Setup on Azure

Hi,
I was able to setup fastai on Azure. Here are the steps that I followed -

  1. Provision Deep Learning VM - https://docs.microsoft.com/en-us/azure/machine-learning/data-science-virtual-machine/provision-deep-learning-dsvm
  2. Select OS - Linux / Ubuntu
  3. Select VM Type - NC6v2 - This has Nvidia Tesla P100 GPU (All the options are available @ https://docs.microsoft.com/en-us/azure/virtual-machines/linux/sizes-gpu )
  4. Region can be “East US”, “South Central US” or “West US2”, since most VM types are available there
  5. SSH into VM once provisioned
  6. Fast.ai requires Python 3.6. Select Python 3.6 environment -
conda activate py36
  1. Install fast.ai
conda install -c pytorch pytorch-nightly cuda92
conda install -c fastai torchvision-nightly
conda install -c fastai fastai
  1. Switch to notebooks directory -
cd notebooks
  1. Clone fastai repo -
git clone https://github.com/fastai/course-v3
  1. Access Jupyter notebooks using “https://<VM_DNS_NAME>:8000/”
  2. After login in Jupyter, Browse to " / fastai / course-v3 / nbs / dl1/ lesson1-pets
  3. In the menu , select “Kernel -> Change Kernel -> Python 3.6 - AzureML”
  4. Done with setup. Time to practice notebook.

Feel free to share if you face any issues…

11 Likes

I’m impressed by how easy that all seems…

Does Azure have somelike like spot/preemptible instances?

Yes. Its called “Low priority VMs”.
This offering is currently restricted to services like “Azure Batch” for HPC workloads and “Azure Batch AI” for distributed DL training.

1 Like

Does the jupyter notebook start automatically? Not sure why it is configured at por 8000. When I start jupyter notebook in the command line, it starts at 8888.

For DeepLearning VM, JupyterHub is preconfigured on port 8000. So, yes, it starts automatically with OS startup. The command may have started another instance of jupyter on 8888.

1 Like

Just and FYI to anyone with free Azure credits. GPU instances are NOT eligible. I just tried to provision one and received a “Quota Exceeded” notification.

I think that might be different. You probably just need to request a higher quota

1 Like

This is just a safety measure on their part since GPU and other specialised VMs are higher cost and lower availability so as to not strangle usage for legitimate users by accidental activation. Once you use the support form and request the increase in quota within 1 working day they should enable the additional quota once you mention it is for deep learning tasks. (At least this was my experience with this).

correct. @warrenwong , Please raise a support ticket.

• • •

## [SHORT PROBLEM 1]
Extract everything from "Just and FYI" down to "a support ticket." in the Azure setup thread above, copying it word for word.

• • •

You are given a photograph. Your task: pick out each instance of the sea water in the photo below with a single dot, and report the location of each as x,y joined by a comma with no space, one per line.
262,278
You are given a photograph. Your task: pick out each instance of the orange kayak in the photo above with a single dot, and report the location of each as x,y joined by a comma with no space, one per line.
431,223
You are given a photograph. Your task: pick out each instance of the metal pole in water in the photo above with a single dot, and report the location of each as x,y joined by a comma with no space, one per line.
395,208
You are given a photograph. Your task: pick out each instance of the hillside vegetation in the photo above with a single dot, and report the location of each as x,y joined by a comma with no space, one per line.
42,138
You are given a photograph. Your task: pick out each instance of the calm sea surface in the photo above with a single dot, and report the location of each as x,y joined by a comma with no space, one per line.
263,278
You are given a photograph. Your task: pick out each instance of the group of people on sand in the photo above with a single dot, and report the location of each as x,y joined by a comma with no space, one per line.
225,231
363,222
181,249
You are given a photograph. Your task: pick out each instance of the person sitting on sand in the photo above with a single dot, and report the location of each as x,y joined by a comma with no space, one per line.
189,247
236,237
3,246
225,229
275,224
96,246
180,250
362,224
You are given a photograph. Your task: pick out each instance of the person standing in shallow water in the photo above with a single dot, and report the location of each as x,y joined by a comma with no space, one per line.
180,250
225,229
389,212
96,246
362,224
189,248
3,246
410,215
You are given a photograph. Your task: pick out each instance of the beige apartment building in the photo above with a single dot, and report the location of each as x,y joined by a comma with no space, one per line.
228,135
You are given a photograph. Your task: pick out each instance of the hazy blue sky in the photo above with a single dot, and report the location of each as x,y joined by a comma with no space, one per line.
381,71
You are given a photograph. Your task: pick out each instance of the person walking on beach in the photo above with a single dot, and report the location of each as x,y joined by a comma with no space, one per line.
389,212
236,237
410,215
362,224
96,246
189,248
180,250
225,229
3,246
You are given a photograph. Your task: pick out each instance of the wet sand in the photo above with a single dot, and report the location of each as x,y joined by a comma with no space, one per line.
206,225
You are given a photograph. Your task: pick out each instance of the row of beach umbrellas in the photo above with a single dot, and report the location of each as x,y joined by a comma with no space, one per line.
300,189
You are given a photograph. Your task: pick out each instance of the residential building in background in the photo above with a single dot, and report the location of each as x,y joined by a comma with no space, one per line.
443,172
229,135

• • •

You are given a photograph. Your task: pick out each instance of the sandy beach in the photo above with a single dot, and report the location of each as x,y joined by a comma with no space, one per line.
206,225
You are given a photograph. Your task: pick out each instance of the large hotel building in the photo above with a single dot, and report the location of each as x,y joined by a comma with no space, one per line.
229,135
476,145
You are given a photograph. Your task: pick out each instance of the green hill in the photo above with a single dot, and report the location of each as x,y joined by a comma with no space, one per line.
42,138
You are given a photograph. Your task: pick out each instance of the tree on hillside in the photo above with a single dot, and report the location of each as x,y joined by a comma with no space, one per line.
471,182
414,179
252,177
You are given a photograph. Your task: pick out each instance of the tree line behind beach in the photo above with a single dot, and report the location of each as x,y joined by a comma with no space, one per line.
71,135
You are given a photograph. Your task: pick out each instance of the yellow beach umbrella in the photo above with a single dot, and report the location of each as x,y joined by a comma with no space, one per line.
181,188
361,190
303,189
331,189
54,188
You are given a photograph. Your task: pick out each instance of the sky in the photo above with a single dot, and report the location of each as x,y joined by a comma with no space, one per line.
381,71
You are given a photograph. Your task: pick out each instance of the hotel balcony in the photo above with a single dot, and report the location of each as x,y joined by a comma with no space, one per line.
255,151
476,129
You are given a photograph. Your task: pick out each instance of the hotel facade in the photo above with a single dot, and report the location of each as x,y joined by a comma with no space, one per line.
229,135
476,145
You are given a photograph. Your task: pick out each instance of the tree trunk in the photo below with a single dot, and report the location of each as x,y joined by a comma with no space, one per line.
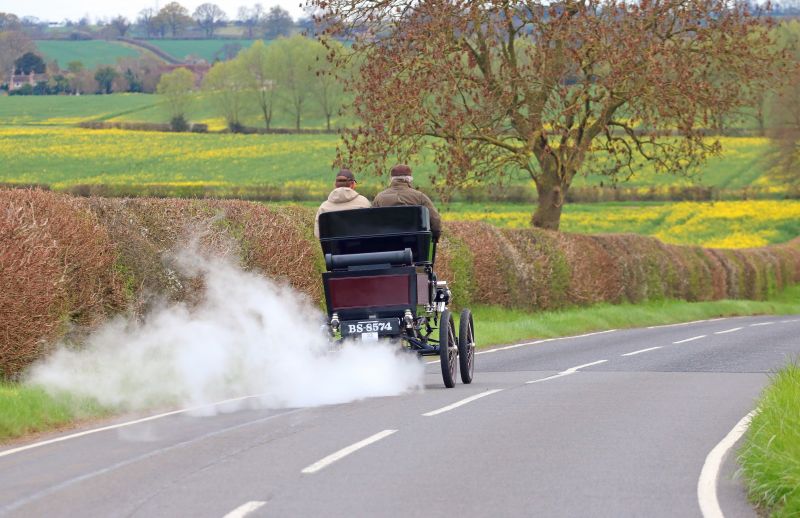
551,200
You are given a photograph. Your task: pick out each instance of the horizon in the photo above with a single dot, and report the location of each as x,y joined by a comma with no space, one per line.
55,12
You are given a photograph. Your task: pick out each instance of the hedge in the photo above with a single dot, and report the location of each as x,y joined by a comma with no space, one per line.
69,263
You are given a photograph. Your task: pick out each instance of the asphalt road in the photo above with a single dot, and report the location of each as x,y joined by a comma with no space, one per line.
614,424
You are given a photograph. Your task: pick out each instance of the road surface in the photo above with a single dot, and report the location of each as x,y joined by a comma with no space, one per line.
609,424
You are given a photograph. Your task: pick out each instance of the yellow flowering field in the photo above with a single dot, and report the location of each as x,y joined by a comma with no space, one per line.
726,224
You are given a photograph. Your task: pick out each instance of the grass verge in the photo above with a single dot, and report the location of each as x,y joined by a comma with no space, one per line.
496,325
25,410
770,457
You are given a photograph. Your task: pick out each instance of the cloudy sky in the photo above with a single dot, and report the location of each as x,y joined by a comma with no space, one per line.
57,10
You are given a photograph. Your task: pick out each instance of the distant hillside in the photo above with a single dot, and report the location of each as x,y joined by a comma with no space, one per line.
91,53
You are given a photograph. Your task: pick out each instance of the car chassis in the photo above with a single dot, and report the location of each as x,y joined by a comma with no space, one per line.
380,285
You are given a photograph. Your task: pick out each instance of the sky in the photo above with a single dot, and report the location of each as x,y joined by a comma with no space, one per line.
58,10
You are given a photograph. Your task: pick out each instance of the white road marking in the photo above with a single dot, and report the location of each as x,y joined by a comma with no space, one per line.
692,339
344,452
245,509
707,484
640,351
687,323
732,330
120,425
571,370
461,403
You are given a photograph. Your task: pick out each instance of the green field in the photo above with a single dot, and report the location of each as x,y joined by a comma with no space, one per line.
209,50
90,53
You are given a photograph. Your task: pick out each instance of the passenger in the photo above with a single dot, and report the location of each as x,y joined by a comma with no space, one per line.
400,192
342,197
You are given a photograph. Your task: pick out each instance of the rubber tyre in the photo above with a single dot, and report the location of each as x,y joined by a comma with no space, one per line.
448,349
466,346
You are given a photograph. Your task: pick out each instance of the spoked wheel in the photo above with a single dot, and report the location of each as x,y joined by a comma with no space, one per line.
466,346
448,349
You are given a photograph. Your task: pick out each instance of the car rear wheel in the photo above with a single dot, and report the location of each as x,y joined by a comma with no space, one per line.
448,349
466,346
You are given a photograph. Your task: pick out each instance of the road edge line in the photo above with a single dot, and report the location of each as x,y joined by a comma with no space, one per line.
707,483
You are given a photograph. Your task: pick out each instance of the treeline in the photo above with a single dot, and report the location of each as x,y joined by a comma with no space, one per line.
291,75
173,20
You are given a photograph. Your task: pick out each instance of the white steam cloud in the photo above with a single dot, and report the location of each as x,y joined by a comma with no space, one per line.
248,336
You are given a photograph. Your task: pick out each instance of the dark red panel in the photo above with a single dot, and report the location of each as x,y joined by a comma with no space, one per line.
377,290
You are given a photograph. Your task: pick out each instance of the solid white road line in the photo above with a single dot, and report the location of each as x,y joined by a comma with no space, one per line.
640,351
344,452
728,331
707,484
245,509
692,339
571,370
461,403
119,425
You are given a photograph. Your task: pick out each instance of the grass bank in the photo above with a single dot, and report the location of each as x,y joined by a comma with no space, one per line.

• • •

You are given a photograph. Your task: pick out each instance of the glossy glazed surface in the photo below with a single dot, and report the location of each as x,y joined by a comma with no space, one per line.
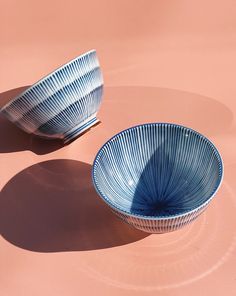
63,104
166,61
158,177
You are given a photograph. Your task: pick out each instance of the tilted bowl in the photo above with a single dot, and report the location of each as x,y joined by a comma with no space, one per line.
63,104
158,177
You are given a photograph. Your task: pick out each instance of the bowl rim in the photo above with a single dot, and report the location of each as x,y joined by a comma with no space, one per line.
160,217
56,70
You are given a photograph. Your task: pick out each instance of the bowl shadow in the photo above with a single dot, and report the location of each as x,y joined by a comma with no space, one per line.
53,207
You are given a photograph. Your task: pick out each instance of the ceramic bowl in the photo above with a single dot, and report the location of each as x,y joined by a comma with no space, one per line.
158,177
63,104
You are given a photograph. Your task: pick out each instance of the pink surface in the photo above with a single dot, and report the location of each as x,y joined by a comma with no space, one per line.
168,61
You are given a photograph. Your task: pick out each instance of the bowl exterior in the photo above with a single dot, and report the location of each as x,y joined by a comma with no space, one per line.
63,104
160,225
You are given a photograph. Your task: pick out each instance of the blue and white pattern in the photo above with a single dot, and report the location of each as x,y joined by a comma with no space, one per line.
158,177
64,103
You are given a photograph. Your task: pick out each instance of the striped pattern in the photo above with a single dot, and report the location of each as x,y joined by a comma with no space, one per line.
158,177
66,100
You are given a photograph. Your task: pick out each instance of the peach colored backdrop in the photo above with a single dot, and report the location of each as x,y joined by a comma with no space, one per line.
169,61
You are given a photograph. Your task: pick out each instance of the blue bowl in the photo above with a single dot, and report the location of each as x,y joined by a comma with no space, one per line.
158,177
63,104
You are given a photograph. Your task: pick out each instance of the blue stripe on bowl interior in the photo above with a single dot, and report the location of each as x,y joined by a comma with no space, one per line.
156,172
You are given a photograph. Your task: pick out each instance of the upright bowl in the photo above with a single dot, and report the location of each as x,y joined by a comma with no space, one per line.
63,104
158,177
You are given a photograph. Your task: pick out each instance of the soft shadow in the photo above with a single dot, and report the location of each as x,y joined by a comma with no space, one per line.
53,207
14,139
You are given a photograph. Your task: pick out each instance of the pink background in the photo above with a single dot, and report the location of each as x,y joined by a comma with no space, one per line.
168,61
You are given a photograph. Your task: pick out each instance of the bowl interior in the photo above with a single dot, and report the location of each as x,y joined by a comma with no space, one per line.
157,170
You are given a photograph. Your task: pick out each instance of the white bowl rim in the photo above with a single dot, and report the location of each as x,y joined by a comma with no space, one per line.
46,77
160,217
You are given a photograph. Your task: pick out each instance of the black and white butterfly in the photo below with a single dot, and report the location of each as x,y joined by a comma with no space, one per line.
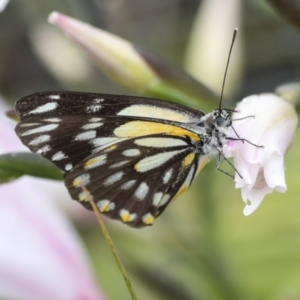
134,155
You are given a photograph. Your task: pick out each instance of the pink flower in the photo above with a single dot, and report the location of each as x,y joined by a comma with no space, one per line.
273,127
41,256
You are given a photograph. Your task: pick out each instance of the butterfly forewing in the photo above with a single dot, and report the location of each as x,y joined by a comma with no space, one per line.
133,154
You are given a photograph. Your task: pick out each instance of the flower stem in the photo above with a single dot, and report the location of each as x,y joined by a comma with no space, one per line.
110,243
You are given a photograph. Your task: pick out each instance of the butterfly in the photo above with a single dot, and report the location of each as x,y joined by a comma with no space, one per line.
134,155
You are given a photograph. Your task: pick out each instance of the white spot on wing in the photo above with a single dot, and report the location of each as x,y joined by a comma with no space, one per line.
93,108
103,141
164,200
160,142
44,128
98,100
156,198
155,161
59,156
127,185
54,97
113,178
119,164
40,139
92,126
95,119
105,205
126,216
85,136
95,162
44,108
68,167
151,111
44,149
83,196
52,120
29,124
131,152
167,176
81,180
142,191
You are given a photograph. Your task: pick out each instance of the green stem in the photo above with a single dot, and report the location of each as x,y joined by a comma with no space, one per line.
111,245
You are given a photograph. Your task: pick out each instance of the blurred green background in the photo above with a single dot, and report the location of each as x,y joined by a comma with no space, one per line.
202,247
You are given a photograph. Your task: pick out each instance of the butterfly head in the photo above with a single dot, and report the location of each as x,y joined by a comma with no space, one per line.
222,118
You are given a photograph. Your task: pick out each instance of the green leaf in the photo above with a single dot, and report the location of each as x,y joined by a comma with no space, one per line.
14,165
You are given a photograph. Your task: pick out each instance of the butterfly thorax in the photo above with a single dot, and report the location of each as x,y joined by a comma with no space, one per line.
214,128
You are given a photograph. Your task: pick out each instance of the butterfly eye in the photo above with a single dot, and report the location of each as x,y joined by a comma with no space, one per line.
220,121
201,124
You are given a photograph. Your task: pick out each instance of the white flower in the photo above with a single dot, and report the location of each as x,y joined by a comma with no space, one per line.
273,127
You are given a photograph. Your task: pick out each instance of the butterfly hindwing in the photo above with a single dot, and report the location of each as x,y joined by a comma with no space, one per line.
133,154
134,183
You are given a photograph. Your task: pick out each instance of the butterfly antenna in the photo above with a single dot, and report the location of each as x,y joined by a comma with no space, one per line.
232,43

• • •

## [SHORT PROBLEM 2]
Gather every line of the entries that contains the string "grass", matching case exactly.

## [EXERCISE RESPONSE 1]
Just and FYI to anyone with free Azure credits. GPU instances are NOT eligible. I just tried to provision one and received a “Quota Exceeded” notification.

I think that might be different. You probably just need to request a higher quota

1 Like

This is just a safety measure on their part since GPU and other specialised VMs are higher cost and lower availability so as to not strangle usage for legitimate users by accidental activation. Once you use the support form and request the increase in quota within 1 working day they should enable the additional quota once you mention it is for deep learning tasks. (At least this was my experience with this).

correct. @warrenwong , Please raise a support ticket.

## [EXERCISE RESPONSE 2]
You are given a photograph. Your task: pick out each instance of the grass verge in the photo above with a single dot, and report the location of each as x,y joined by a comma with no space, one per line.
You are given a photograph. Your task: pick out each instance of the grass bank in the photo above with a single dot, and report the location of each as x,y joined by a comma with no space, one per line.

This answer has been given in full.